━━━ DATA EXCERPTS

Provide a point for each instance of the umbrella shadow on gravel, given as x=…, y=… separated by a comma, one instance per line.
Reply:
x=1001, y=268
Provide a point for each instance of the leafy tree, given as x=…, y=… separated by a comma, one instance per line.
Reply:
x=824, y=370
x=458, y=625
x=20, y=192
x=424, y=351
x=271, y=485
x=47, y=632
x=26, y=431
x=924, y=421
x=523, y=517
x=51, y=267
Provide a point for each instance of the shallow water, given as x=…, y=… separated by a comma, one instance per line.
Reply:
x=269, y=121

━━━━━━
━━━ DATA EXCERPTS

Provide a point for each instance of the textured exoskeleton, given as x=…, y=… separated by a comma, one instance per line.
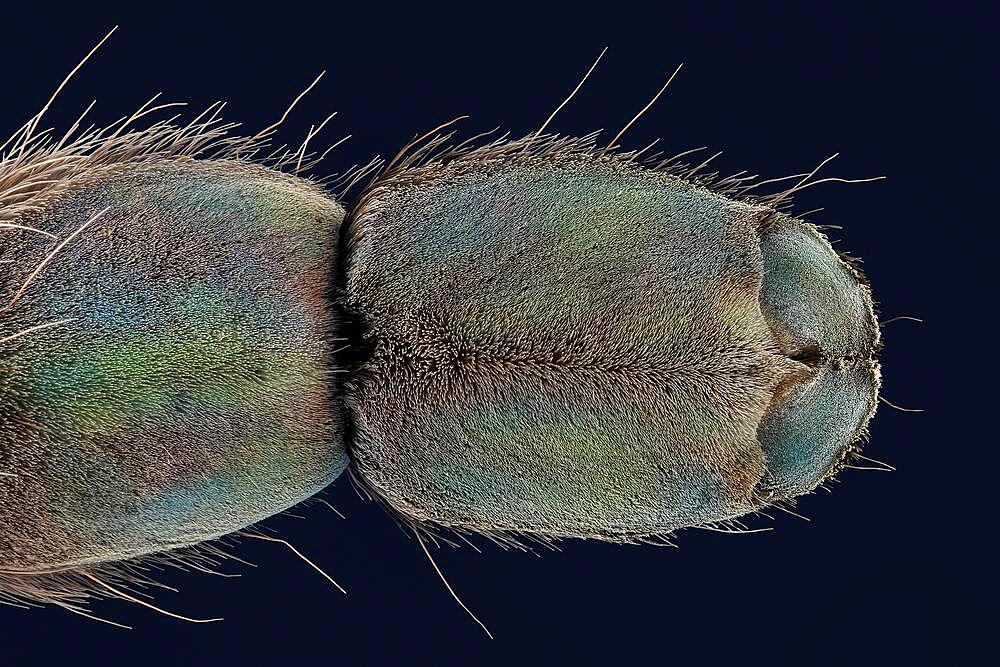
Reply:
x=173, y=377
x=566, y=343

━━━━━━

▶ _GIVEN INSTRUCTION_: Copy out the items without any changes, beginning at the line that contains "Provide a point for each instance of the shallow" and stopping after the line that contains "x=269, y=121".

▶ _THE SOLUTION_:
Provide a point for each instance of the shallow water, given as x=…, y=… separated by a comma, one instance per line.
Reply:
x=269, y=121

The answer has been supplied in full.